__Task statement__. Give the lines of the listing below as a JSON list of strings, one string per line, with blank lines left out. Begin at the line containing "I'm doing an inventory. Do you see any hillside" and stop after the line containing "0, 61, 600, 449".

Bounding box annotation entries
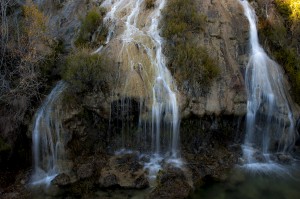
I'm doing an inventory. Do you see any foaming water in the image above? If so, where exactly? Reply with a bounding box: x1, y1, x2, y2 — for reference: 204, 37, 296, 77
239, 0, 296, 172
100, 0, 180, 173
31, 81, 66, 185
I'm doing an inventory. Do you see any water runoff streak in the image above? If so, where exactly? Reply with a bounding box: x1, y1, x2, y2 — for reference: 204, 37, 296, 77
31, 81, 66, 185
102, 0, 179, 174
240, 0, 295, 172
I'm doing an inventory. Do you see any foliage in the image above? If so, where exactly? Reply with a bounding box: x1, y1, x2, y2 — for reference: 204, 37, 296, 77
75, 8, 107, 47
62, 49, 112, 92
275, 0, 300, 20
161, 0, 219, 93
259, 0, 300, 103
23, 1, 47, 42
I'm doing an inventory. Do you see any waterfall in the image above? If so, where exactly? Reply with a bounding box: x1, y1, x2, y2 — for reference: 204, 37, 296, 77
240, 0, 295, 170
31, 81, 66, 185
101, 0, 180, 174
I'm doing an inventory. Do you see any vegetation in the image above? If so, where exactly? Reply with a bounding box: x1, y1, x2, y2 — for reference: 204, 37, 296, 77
275, 0, 300, 20
62, 49, 113, 93
75, 8, 107, 47
161, 0, 219, 94
259, 0, 300, 104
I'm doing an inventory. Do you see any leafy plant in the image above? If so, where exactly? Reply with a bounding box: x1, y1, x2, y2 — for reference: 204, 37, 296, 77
161, 0, 220, 91
62, 49, 113, 92
74, 9, 107, 47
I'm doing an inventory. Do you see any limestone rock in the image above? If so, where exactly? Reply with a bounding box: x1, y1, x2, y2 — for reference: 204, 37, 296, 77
51, 173, 71, 186
149, 168, 192, 199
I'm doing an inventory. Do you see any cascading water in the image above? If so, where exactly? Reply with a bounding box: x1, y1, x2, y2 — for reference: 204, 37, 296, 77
31, 81, 66, 185
240, 0, 295, 171
102, 0, 179, 175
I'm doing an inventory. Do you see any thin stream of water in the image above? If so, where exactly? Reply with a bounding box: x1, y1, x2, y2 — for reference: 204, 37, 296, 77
239, 0, 295, 171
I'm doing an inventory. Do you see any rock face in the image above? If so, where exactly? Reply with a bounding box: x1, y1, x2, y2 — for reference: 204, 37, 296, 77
99, 154, 149, 189
179, 0, 248, 117
149, 168, 192, 199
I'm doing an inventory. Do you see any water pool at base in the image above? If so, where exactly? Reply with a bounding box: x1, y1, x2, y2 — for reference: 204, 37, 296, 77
191, 164, 300, 199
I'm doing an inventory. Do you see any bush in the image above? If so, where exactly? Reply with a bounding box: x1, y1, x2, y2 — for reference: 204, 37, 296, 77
161, 0, 220, 91
74, 9, 107, 47
62, 49, 112, 92
259, 0, 300, 104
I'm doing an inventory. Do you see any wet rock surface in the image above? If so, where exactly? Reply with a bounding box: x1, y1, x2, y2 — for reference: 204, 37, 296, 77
99, 154, 149, 189
149, 168, 192, 199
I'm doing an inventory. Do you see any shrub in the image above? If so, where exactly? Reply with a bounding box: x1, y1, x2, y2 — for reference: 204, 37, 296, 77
161, 0, 220, 91
62, 49, 113, 92
74, 9, 107, 47
259, 0, 300, 104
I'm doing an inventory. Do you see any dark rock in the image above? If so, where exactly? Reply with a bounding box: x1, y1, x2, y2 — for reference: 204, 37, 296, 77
149, 168, 192, 199
134, 175, 149, 189
77, 163, 94, 179
100, 174, 118, 188
51, 173, 71, 186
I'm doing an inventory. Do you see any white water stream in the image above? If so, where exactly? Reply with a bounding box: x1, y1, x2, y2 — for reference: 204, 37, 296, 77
240, 0, 295, 171
31, 81, 66, 185
97, 0, 180, 175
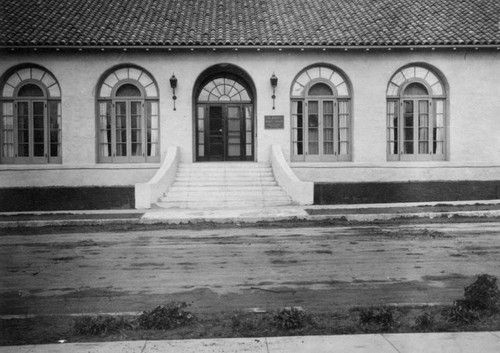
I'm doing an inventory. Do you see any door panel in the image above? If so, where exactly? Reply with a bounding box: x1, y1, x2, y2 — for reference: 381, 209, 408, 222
196, 104, 253, 161
227, 106, 242, 160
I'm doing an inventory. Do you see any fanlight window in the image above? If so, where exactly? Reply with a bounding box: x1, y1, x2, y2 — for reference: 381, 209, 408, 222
291, 66, 349, 98
291, 66, 351, 162
0, 65, 62, 164
387, 66, 444, 97
387, 65, 447, 161
97, 67, 160, 163
198, 77, 251, 102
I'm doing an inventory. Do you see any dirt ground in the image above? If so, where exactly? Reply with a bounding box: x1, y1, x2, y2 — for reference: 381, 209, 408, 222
0, 222, 500, 315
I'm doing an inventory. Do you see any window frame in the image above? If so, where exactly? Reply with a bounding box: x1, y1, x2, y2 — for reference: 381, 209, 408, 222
386, 64, 449, 162
290, 64, 352, 162
0, 64, 62, 164
96, 65, 161, 164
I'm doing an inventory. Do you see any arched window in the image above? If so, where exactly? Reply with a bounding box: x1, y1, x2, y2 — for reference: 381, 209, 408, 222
291, 65, 351, 161
387, 65, 447, 161
97, 66, 160, 163
0, 65, 62, 163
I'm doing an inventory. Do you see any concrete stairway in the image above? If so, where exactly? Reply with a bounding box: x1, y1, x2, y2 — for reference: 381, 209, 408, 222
156, 162, 293, 209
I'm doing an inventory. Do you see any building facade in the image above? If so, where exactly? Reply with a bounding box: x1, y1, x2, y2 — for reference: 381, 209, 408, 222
0, 1, 500, 210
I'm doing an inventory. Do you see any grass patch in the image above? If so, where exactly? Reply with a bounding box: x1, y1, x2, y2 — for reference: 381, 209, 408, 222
0, 275, 500, 345
137, 302, 194, 330
73, 315, 134, 336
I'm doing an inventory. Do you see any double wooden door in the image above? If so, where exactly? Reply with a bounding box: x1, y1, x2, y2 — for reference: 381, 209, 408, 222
196, 104, 254, 161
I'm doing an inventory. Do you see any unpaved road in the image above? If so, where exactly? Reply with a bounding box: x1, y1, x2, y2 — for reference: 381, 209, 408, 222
0, 223, 500, 315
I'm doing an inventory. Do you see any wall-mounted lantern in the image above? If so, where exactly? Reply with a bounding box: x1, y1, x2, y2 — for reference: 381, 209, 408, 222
170, 74, 177, 110
271, 72, 278, 109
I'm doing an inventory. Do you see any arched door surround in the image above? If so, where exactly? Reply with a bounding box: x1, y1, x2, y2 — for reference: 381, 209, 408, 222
193, 65, 255, 161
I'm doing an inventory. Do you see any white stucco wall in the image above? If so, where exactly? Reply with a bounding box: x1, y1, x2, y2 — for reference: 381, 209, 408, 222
0, 49, 500, 187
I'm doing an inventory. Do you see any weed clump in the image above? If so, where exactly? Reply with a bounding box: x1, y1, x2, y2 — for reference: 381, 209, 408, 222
73, 315, 133, 336
415, 312, 435, 332
359, 306, 396, 331
137, 302, 194, 330
464, 274, 500, 312
273, 307, 311, 330
448, 299, 480, 325
448, 274, 500, 325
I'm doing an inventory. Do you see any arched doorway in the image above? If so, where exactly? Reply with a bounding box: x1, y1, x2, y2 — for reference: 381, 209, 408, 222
194, 65, 255, 161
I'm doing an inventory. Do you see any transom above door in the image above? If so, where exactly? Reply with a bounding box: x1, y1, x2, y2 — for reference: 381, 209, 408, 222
196, 75, 254, 161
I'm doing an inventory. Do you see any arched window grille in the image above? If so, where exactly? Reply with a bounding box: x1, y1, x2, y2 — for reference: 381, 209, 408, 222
0, 65, 62, 164
387, 65, 447, 161
291, 65, 352, 161
97, 66, 160, 163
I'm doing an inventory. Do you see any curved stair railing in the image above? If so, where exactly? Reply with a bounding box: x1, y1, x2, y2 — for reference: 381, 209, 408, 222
135, 146, 180, 209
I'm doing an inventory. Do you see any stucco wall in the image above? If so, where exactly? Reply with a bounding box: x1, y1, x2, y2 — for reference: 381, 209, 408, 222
0, 49, 500, 187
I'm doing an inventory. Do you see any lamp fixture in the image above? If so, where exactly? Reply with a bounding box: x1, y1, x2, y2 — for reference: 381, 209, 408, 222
170, 74, 177, 110
271, 72, 278, 109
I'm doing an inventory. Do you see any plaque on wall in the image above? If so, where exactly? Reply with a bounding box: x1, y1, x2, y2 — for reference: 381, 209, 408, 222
264, 115, 285, 129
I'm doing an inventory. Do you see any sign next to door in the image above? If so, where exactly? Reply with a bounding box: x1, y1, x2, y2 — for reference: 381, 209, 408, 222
264, 115, 285, 129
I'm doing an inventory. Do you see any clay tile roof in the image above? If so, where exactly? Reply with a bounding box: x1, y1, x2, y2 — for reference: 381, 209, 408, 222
0, 0, 500, 47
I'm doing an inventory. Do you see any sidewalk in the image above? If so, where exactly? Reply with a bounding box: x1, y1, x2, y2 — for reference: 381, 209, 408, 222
0, 332, 500, 353
0, 200, 500, 229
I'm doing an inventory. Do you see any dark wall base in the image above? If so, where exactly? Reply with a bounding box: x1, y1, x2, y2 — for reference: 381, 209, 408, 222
314, 181, 500, 205
0, 186, 135, 212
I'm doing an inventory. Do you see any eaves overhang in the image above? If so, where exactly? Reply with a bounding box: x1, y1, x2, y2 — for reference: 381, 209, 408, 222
0, 43, 500, 52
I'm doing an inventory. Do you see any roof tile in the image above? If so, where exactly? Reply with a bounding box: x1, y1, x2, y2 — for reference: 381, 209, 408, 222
0, 0, 500, 47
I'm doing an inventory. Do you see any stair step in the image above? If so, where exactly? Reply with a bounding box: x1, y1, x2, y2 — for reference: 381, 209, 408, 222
167, 184, 283, 193
152, 162, 292, 208
157, 200, 292, 209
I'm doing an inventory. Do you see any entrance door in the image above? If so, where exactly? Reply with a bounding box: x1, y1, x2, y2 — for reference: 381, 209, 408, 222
195, 74, 254, 161
206, 106, 225, 161
197, 104, 253, 161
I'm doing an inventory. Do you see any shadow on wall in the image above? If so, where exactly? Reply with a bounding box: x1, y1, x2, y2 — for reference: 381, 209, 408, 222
0, 186, 135, 212
314, 181, 500, 205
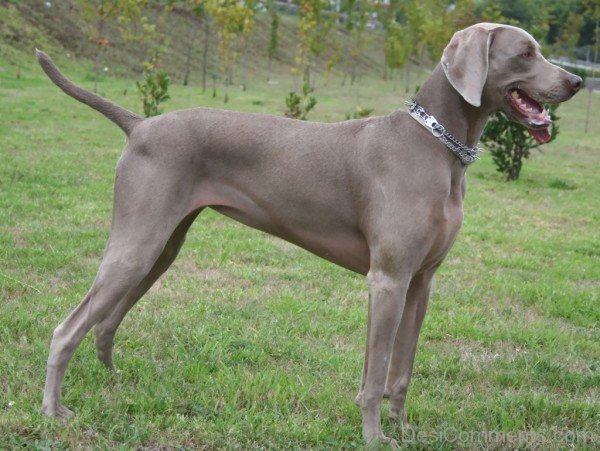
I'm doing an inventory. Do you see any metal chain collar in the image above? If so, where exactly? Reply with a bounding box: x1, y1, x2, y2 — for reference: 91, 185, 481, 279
406, 99, 483, 166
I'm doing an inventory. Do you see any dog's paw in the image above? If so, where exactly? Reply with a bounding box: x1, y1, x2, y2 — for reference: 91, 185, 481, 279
42, 404, 75, 420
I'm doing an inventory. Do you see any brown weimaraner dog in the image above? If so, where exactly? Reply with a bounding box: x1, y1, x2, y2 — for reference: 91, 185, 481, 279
37, 24, 581, 445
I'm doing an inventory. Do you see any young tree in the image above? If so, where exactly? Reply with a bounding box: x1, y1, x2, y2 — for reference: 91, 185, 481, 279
296, 0, 337, 89
78, 0, 122, 92
559, 12, 584, 60
383, 22, 410, 90
206, 0, 255, 103
267, 0, 279, 81
340, 0, 373, 85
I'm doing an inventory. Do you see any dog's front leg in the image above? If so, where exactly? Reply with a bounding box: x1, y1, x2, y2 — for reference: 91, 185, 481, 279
385, 266, 437, 427
356, 267, 409, 447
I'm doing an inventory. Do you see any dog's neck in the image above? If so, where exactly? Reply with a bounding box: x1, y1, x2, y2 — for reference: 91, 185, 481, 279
415, 64, 490, 147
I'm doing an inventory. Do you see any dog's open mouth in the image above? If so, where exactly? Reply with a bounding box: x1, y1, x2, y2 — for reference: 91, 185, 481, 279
506, 88, 552, 144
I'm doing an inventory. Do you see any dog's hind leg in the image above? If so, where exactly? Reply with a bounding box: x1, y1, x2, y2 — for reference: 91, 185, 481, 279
94, 209, 201, 370
42, 156, 195, 417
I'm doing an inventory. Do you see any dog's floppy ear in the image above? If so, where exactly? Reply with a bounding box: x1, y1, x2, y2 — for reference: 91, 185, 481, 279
442, 25, 493, 107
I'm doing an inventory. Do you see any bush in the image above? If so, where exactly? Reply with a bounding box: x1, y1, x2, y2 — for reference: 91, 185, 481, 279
135, 70, 171, 117
284, 83, 317, 121
481, 105, 559, 181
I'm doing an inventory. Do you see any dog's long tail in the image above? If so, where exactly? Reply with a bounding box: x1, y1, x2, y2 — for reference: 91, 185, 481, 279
35, 49, 143, 135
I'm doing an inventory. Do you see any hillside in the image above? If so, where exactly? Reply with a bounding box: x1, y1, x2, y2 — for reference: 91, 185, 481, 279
0, 0, 383, 84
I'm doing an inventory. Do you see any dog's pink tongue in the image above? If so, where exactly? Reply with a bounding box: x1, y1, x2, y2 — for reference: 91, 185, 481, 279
529, 127, 552, 144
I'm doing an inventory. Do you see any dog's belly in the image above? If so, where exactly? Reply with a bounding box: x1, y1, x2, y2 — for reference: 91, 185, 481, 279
211, 205, 369, 275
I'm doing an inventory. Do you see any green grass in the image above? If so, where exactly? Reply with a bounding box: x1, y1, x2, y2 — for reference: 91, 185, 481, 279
0, 61, 600, 449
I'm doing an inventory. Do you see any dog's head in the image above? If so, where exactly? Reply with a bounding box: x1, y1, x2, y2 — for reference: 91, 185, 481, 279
442, 23, 582, 143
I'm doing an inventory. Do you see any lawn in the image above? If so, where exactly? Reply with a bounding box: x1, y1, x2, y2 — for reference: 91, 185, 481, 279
0, 58, 600, 449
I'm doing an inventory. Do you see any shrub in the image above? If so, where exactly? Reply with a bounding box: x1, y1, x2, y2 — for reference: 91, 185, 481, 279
284, 83, 317, 121
346, 106, 374, 121
135, 70, 171, 117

__Reply to the exercise__.
[
  "I'm doing an inventory. Do you see any hillside in the image above? If so, where exactly? Reply with a bounding box: x1, y1, x2, y2 — for reference: 91, 185, 481, 279",
  "0, 0, 383, 84",
  "I'm doing an inventory. Do you see any dog's pink tongue in the image above? If so, where exactly? Reply with a bounding box: x1, y1, x2, y2 — for reference: 91, 185, 481, 279",
  "529, 127, 552, 144",
  "I'm doing an inventory. Do you see any dog's belly in the image above? If so, where exactly? Reply with a bounding box: x1, y1, x2, y2 — for reference: 91, 185, 481, 279",
  "211, 205, 369, 275",
  "I'm doing an inventory. Do you see any green grass in the image above? If so, where exactly? Reply with a bounding box: x1, y1, x2, y2 — for reference: 91, 185, 481, 279",
  "0, 61, 600, 449"
]